[start of RECORD SET]
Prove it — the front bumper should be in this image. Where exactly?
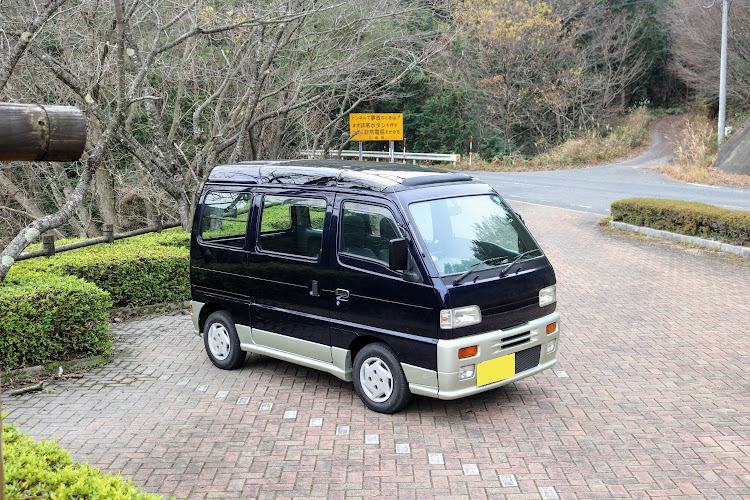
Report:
[405,312,560,399]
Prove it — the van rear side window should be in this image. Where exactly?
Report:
[200,191,252,248]
[258,195,326,258]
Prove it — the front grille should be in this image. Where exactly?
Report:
[516,345,542,373]
[500,332,531,349]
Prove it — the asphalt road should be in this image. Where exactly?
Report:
[476,165,750,214]
[469,124,750,215]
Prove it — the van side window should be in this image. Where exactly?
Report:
[339,202,401,266]
[258,195,326,258]
[200,191,252,248]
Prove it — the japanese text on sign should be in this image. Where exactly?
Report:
[349,113,404,141]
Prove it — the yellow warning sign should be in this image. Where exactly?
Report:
[349,113,404,141]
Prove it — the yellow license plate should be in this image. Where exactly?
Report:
[477,353,516,385]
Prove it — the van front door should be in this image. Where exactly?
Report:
[248,191,333,363]
[329,195,439,370]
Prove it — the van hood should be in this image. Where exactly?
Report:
[441,257,557,338]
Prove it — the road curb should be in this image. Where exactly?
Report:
[609,220,750,259]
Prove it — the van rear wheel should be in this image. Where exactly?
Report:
[203,311,245,370]
[352,342,411,413]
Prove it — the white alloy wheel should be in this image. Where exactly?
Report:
[208,323,231,361]
[359,357,393,403]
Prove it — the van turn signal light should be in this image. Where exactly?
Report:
[458,345,479,359]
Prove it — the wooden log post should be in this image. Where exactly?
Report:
[0,103,86,161]
[42,234,55,257]
[151,214,163,233]
[102,224,115,243]
[0,103,86,500]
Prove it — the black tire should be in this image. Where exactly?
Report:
[352,342,412,413]
[203,311,246,370]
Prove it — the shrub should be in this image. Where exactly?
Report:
[11,230,190,307]
[0,271,112,370]
[611,198,750,246]
[3,425,161,500]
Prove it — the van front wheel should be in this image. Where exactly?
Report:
[203,311,245,370]
[352,343,411,413]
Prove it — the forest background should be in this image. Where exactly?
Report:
[0,0,750,250]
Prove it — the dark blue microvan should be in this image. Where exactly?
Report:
[190,160,560,413]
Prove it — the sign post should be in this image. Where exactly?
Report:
[349,113,406,163]
[469,135,474,168]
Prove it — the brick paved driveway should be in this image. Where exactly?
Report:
[4,203,750,498]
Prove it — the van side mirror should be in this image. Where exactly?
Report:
[388,238,409,271]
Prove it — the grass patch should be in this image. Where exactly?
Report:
[458,106,653,171]
[0,266,112,370]
[3,425,161,500]
[611,198,750,246]
[8,228,190,307]
[661,112,750,187]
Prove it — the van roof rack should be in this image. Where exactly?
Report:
[208,160,474,192]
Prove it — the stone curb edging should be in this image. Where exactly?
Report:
[0,356,109,383]
[609,220,750,259]
[109,300,190,317]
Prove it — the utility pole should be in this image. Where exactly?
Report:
[719,0,730,146]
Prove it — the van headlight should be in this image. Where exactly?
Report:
[440,306,482,330]
[539,285,557,307]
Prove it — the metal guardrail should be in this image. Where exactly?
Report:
[300,149,461,167]
[16,215,180,262]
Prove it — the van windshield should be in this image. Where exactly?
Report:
[409,194,542,276]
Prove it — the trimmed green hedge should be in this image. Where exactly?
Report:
[3,425,161,500]
[611,198,750,246]
[11,228,190,307]
[0,272,112,370]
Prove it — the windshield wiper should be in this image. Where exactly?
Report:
[500,248,542,278]
[453,257,508,285]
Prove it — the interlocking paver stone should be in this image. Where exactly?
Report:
[3,203,750,499]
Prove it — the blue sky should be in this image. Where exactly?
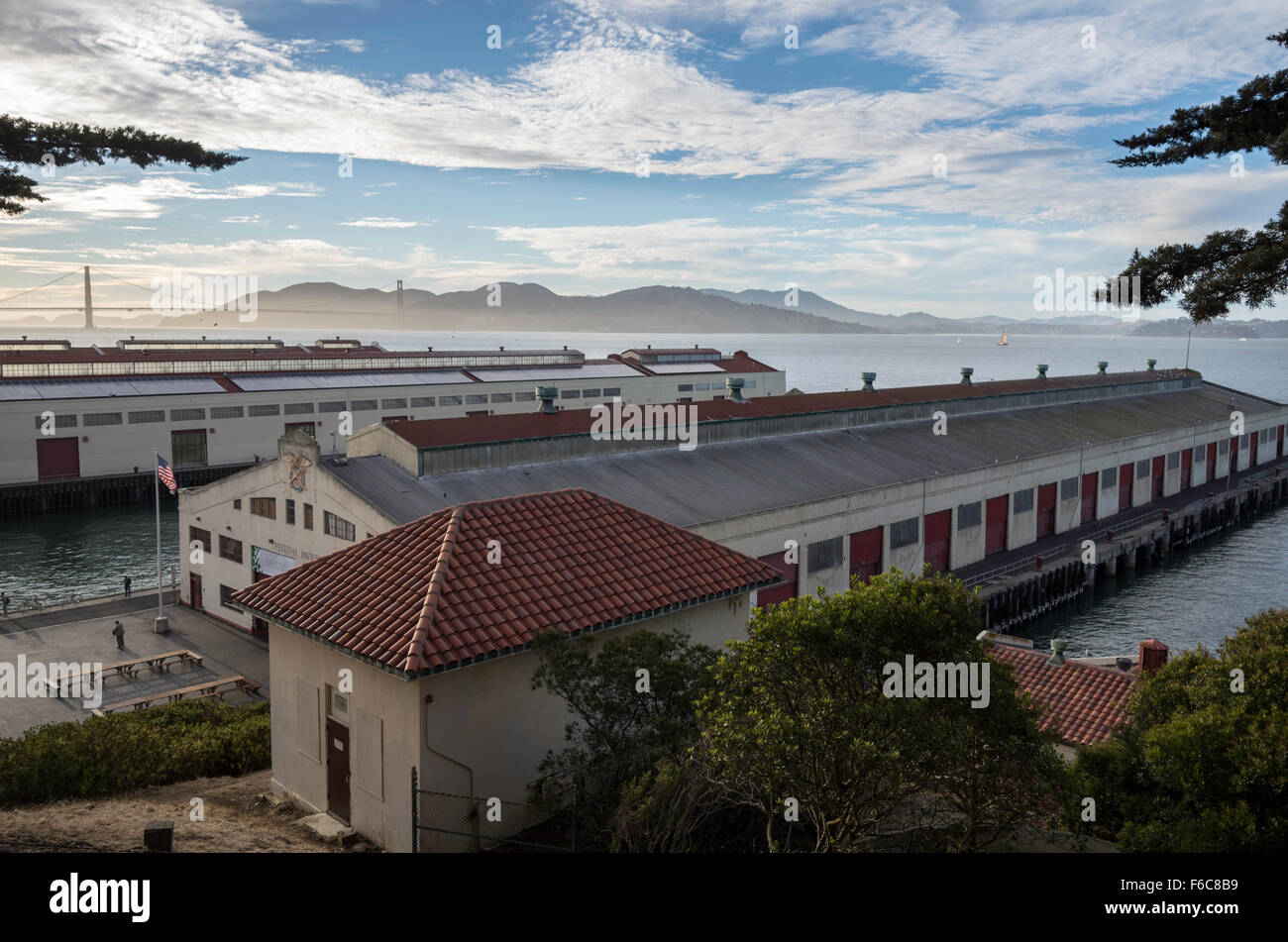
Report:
[0,0,1288,317]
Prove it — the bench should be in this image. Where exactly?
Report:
[90,675,259,717]
[46,649,202,698]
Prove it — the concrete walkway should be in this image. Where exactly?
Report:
[0,594,269,737]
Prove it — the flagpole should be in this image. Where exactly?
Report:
[152,448,162,618]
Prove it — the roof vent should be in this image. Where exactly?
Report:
[537,386,559,416]
[1140,638,1167,675]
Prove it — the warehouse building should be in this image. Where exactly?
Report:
[180,360,1288,628]
[0,337,786,493]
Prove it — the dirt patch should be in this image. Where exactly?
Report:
[0,771,366,853]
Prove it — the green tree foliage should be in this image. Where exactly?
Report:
[0,700,271,805]
[1100,31,1288,323]
[1076,609,1288,852]
[0,115,246,216]
[532,631,716,846]
[697,571,1065,851]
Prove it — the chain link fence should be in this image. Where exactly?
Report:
[411,769,577,853]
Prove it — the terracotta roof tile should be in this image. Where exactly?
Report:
[988,644,1136,745]
[233,489,780,675]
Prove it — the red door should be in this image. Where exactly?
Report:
[1082,471,1100,524]
[756,550,800,607]
[326,717,349,823]
[1038,483,1055,539]
[36,435,80,481]
[984,494,1012,556]
[850,526,884,580]
[926,509,953,573]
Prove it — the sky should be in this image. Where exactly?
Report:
[0,0,1288,319]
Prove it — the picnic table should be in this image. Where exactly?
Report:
[46,649,202,698]
[90,675,259,717]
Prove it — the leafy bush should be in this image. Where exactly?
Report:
[0,700,271,805]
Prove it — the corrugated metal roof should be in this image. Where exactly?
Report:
[327,384,1276,526]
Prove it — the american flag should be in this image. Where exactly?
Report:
[158,455,179,494]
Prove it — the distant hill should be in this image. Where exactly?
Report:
[133,282,873,333]
[1132,318,1288,340]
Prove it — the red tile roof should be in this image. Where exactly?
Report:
[383,369,1199,448]
[233,489,780,677]
[988,644,1136,745]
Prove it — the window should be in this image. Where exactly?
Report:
[219,584,241,611]
[890,517,921,550]
[188,526,210,554]
[808,537,842,573]
[322,511,357,543]
[82,412,121,427]
[170,429,206,468]
[219,534,241,563]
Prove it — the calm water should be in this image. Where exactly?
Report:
[0,331,1288,655]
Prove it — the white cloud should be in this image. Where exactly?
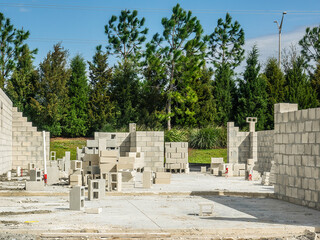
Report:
[19,7,30,12]
[238,27,305,72]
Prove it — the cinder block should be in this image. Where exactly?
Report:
[142,171,152,188]
[100,150,119,158]
[88,179,106,200]
[69,186,85,211]
[99,163,117,173]
[99,157,118,164]
[26,181,44,191]
[154,178,171,184]
[71,160,82,171]
[117,163,134,170]
[119,157,135,164]
[47,167,59,185]
[211,158,224,164]
[30,169,42,182]
[155,172,171,178]
[85,208,102,214]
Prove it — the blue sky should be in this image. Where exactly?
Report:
[0,0,320,71]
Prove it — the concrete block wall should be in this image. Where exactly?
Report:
[12,107,50,169]
[94,131,164,171]
[227,122,251,163]
[165,142,189,170]
[274,103,320,210]
[130,131,164,171]
[255,130,274,173]
[0,89,12,174]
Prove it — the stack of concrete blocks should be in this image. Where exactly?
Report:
[28,163,36,172]
[50,151,57,161]
[69,186,85,211]
[154,172,171,184]
[0,89,50,174]
[56,151,73,175]
[0,89,13,174]
[233,163,247,177]
[255,130,274,174]
[209,158,224,176]
[127,151,145,172]
[274,103,320,210]
[99,150,119,191]
[30,168,42,182]
[227,122,250,164]
[108,172,122,192]
[269,161,277,185]
[12,107,50,169]
[165,142,189,173]
[94,123,164,171]
[26,168,44,191]
[261,172,270,186]
[142,171,153,188]
[88,179,106,200]
[119,170,136,189]
[47,165,60,185]
[94,132,130,157]
[69,160,83,186]
[219,163,234,177]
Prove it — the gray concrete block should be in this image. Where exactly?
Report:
[88,179,106,200]
[69,186,85,211]
[26,181,44,191]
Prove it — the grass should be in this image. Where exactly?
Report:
[50,138,87,160]
[50,138,227,163]
[189,148,227,164]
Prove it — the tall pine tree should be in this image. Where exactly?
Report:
[88,46,114,134]
[147,4,205,130]
[0,12,30,89]
[262,58,286,129]
[6,46,39,116]
[64,55,89,137]
[285,56,319,109]
[31,43,71,136]
[236,46,268,130]
[105,10,148,127]
[207,13,244,126]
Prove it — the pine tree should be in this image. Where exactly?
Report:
[31,43,71,136]
[262,58,286,129]
[105,10,148,127]
[311,60,320,102]
[207,13,244,126]
[88,46,114,134]
[110,62,140,128]
[299,26,320,62]
[6,46,39,113]
[193,67,217,128]
[147,4,205,130]
[236,46,268,130]
[64,55,89,137]
[0,12,30,89]
[105,10,148,63]
[139,50,167,129]
[285,56,319,109]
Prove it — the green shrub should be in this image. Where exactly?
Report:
[164,128,190,142]
[189,127,227,149]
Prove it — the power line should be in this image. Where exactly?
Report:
[0,3,320,15]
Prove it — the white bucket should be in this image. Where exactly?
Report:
[17,166,21,177]
[7,171,11,181]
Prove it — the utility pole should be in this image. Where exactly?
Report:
[274,12,287,68]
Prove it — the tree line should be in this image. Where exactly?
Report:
[0,4,320,137]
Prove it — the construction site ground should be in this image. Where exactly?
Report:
[0,173,320,239]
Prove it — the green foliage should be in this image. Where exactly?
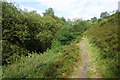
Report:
[3,44,81,78]
[53,19,92,46]
[2,2,65,64]
[87,14,120,76]
[91,17,97,23]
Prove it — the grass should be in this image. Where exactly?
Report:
[3,44,80,78]
[85,38,117,78]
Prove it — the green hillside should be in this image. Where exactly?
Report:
[0,1,120,79]
[86,13,120,77]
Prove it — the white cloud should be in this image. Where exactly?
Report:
[10,0,119,19]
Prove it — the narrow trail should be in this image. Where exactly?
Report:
[80,38,88,78]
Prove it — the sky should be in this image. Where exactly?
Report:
[7,0,119,20]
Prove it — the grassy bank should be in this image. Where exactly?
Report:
[3,41,81,78]
[85,38,117,78]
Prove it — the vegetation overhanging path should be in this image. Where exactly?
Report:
[80,37,88,78]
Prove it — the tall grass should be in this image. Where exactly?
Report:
[3,44,80,78]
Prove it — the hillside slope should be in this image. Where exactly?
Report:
[86,13,120,77]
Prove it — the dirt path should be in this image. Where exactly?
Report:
[80,38,88,78]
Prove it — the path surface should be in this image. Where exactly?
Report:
[80,38,88,78]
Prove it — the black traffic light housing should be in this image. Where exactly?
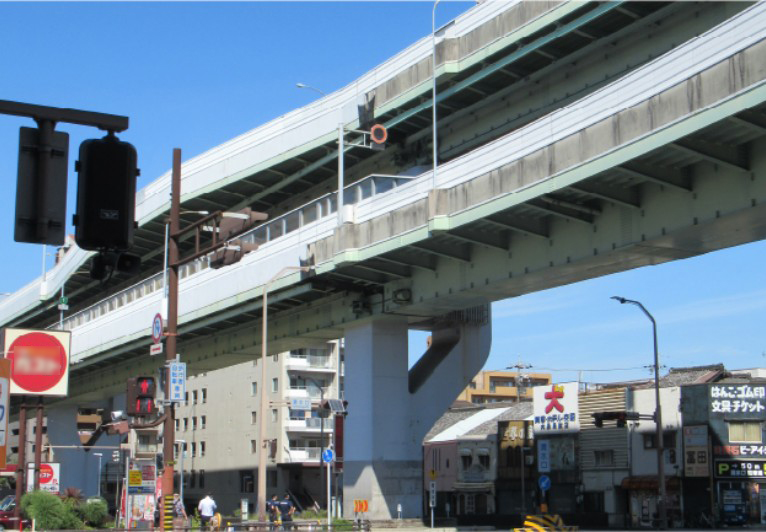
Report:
[125,377,157,416]
[73,132,139,251]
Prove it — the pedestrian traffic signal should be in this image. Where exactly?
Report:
[73,132,139,251]
[125,377,157,416]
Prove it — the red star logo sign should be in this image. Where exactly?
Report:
[544,385,564,414]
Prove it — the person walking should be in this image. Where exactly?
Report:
[279,493,295,530]
[197,493,218,528]
[266,495,280,530]
[173,493,189,530]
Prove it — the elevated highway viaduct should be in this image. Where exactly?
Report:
[0,2,766,518]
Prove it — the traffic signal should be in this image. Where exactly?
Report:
[125,377,157,416]
[370,124,388,150]
[73,133,139,251]
[210,239,258,270]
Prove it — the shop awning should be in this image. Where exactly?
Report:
[620,475,681,491]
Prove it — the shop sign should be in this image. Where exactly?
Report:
[713,445,766,457]
[715,460,766,478]
[710,384,766,417]
[533,382,580,435]
[684,425,710,477]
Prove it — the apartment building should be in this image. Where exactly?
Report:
[457,371,551,404]
[175,342,343,512]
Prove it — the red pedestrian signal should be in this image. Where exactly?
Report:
[125,377,157,416]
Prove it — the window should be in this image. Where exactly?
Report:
[644,431,676,449]
[239,470,255,493]
[593,449,614,466]
[727,421,761,443]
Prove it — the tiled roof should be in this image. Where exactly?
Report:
[465,401,532,436]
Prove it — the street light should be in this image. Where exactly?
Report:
[93,453,103,498]
[612,296,668,529]
[176,440,186,504]
[258,266,311,521]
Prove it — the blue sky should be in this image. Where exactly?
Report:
[0,1,766,382]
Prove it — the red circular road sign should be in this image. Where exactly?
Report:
[6,332,67,393]
[40,464,53,484]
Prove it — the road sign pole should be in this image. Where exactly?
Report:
[327,460,332,530]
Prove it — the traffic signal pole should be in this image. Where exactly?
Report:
[160,148,181,529]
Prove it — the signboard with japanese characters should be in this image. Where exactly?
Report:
[4,328,71,397]
[533,382,580,435]
[684,425,710,477]
[713,444,766,458]
[715,460,766,478]
[710,384,766,419]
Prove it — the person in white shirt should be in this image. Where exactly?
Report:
[197,493,217,528]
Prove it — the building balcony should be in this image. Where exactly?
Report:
[284,447,322,464]
[287,386,322,400]
[285,417,334,433]
[286,356,336,373]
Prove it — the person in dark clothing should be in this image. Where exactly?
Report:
[266,495,280,530]
[279,493,295,530]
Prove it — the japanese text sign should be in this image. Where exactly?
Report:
[168,362,186,403]
[4,328,71,397]
[710,384,766,418]
[533,382,580,434]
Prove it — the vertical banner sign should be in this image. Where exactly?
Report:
[4,328,71,397]
[168,362,186,403]
[537,440,551,473]
[27,463,61,494]
[0,358,11,468]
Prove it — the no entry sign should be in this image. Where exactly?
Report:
[4,329,70,397]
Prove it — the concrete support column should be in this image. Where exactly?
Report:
[343,308,491,520]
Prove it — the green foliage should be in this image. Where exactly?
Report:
[80,498,109,528]
[21,491,67,530]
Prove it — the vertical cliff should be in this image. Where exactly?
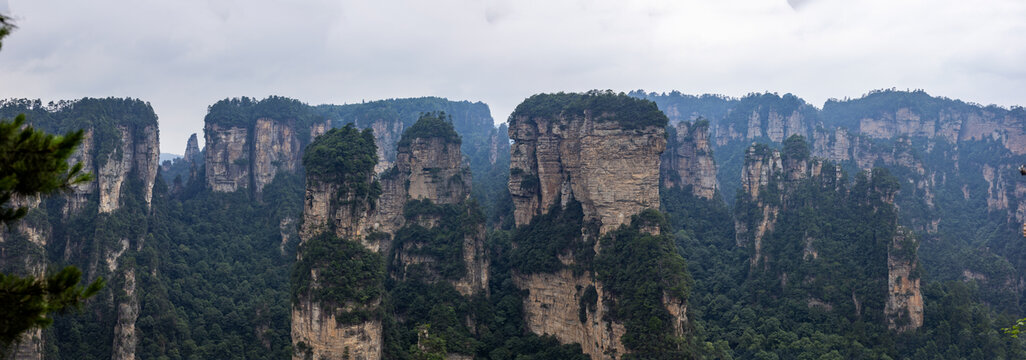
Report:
[203,96,330,196]
[292,114,488,359]
[661,119,716,199]
[884,228,923,332]
[509,91,686,359]
[291,125,385,359]
[509,93,666,232]
[0,98,160,359]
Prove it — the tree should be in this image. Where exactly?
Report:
[0,114,92,225]
[0,14,104,357]
[0,267,104,357]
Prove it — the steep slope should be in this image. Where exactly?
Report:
[0,98,160,359]
[203,96,330,194]
[660,119,717,199]
[292,114,488,359]
[509,91,686,358]
[735,135,923,331]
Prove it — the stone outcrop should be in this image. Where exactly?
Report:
[514,270,627,359]
[203,117,330,195]
[884,228,923,332]
[94,126,160,212]
[509,93,685,359]
[509,114,666,233]
[0,98,160,359]
[291,118,488,359]
[661,120,716,199]
[203,122,250,193]
[396,137,470,204]
[292,302,383,360]
[111,269,140,360]
[183,133,200,164]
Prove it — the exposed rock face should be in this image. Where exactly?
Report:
[662,120,716,199]
[734,146,793,260]
[64,128,96,216]
[111,269,139,360]
[514,270,627,359]
[292,120,488,359]
[183,133,199,163]
[252,118,303,193]
[396,137,470,204]
[884,228,923,332]
[509,95,681,359]
[203,117,330,195]
[203,123,249,193]
[95,126,160,212]
[509,115,666,233]
[292,302,383,360]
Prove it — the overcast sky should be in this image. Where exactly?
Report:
[0,0,1026,154]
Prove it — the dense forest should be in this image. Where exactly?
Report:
[0,90,1026,359]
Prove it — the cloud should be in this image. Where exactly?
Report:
[0,0,1026,152]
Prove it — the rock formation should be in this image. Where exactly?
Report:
[509,105,666,233]
[509,92,684,359]
[292,116,488,359]
[661,120,716,199]
[0,98,160,359]
[884,228,923,332]
[183,133,200,163]
[203,96,331,196]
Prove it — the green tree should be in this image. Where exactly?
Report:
[0,18,104,357]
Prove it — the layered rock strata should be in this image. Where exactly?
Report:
[661,120,716,199]
[884,228,923,332]
[292,117,488,359]
[509,93,685,359]
[509,114,666,233]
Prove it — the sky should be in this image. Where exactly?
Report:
[0,0,1026,154]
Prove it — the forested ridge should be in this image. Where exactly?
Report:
[0,90,1026,359]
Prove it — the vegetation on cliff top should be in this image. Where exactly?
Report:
[0,97,157,170]
[509,90,669,129]
[303,124,382,206]
[291,233,385,324]
[399,112,461,147]
[595,209,693,359]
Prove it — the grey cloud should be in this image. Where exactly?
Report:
[0,0,1026,152]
[end of RECORD SET]
* _WHAT YOU HAVE TO DO_
Please quote the entries exactly, from the line containing "Prove it — the red tile" through the line containing "[85,208,102,214]", inclusive, leaving out the pictures.

* _WORKED SOLUTION_
Prove it — the red tile roof should be in this image. Where exactly?
Report:
[383,369,1199,448]
[233,489,780,677]
[988,644,1136,745]
Prove it — the window should be in this image. Where exactly?
Report:
[219,584,241,611]
[890,517,921,550]
[188,526,210,554]
[808,537,842,573]
[322,511,357,543]
[82,412,121,427]
[170,429,206,468]
[219,534,241,563]
Prove it — the calm water should be in this image. Where exactly?
Report:
[0,331,1288,655]
Prove it — the white cloud should be in this image. Where exactly?
Report:
[19,7,30,12]
[238,27,305,72]
Prove it — the cinder block should be in this image. Where exactly?
Report:
[142,171,152,188]
[100,150,119,158]
[88,179,106,200]
[69,186,85,211]
[99,163,117,173]
[99,157,118,164]
[26,181,44,191]
[154,178,171,184]
[71,160,82,171]
[117,163,134,170]
[119,157,135,164]
[47,167,59,185]
[211,158,224,164]
[30,169,42,182]
[155,172,171,178]
[85,208,102,214]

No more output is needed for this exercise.